- **INSTRUCTIONS TO FOLLOW**
Whenever a line below includes the string "cloud", show it.

RECORDS SUPPLIED Start Marker

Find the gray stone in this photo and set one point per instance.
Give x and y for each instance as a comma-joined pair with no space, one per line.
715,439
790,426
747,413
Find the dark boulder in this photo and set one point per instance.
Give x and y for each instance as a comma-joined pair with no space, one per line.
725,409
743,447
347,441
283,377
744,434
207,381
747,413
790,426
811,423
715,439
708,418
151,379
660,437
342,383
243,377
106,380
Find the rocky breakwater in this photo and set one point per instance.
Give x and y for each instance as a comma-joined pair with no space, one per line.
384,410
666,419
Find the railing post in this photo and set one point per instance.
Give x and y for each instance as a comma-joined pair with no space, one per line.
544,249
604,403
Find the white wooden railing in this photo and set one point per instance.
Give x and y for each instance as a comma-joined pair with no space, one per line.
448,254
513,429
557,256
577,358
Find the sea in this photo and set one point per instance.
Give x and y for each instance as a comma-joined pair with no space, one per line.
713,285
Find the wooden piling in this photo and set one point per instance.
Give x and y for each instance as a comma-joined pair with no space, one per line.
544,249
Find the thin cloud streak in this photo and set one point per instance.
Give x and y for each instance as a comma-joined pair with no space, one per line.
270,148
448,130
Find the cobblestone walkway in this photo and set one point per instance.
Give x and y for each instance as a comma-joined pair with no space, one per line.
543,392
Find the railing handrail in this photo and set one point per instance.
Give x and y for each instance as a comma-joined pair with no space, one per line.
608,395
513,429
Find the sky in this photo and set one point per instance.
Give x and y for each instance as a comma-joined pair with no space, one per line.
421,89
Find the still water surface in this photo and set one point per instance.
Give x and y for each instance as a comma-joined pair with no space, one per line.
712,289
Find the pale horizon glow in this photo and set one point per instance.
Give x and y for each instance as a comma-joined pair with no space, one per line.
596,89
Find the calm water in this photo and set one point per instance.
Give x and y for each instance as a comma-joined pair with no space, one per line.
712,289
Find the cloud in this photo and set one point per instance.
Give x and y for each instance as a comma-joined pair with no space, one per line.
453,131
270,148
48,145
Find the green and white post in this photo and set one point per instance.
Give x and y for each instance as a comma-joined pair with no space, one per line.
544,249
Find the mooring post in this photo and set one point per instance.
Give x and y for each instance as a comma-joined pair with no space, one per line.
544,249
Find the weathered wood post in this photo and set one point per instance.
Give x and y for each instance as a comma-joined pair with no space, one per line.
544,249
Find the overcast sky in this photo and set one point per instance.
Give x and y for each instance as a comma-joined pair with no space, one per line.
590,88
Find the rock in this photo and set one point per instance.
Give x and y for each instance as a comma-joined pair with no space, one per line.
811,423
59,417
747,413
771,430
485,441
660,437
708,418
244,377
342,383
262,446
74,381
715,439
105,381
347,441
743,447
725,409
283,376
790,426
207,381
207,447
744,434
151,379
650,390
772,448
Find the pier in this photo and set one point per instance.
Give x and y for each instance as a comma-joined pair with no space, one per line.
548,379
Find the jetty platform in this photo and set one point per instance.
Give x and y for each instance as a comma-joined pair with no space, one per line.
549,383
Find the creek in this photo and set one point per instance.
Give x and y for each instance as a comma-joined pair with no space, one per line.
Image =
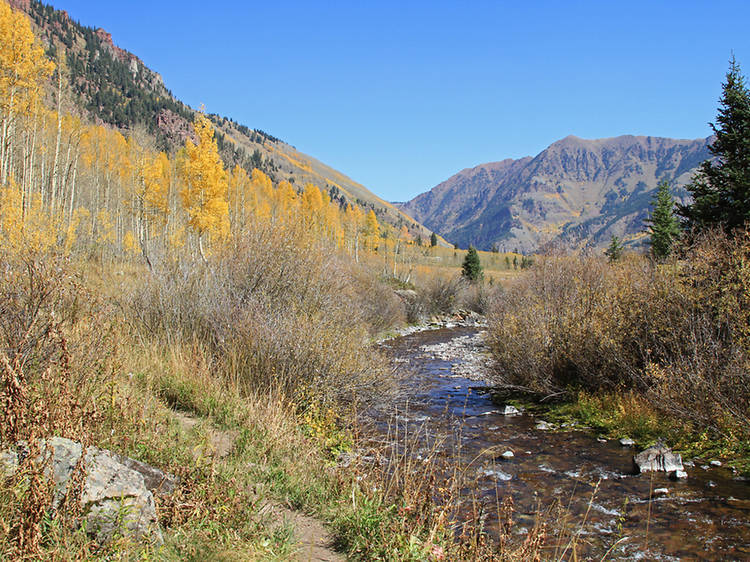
445,411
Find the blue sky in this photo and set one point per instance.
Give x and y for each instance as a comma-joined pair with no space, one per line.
400,95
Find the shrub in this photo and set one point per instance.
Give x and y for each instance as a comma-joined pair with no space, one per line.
676,333
276,311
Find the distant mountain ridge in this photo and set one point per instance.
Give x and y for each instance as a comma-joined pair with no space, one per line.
111,85
576,192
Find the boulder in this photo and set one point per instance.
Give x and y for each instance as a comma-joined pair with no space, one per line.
407,295
157,482
114,497
658,458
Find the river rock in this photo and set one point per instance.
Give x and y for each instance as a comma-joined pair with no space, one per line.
658,458
407,295
114,498
497,474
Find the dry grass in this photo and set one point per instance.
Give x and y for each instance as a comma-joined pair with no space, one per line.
676,334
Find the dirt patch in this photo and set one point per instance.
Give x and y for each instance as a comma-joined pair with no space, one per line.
312,539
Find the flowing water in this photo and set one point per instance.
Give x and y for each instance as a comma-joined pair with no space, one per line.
705,517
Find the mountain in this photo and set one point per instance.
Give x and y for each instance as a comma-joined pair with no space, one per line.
576,192
110,85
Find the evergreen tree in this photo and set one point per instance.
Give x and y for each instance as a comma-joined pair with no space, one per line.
721,187
663,225
614,251
472,267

RECORDS SUPPLIED End Marker

- **YOUR RESPONSE**
Find the thin cloud streak in this photo and set one point per instance.
Find the cloud in this photo and set one point per instance.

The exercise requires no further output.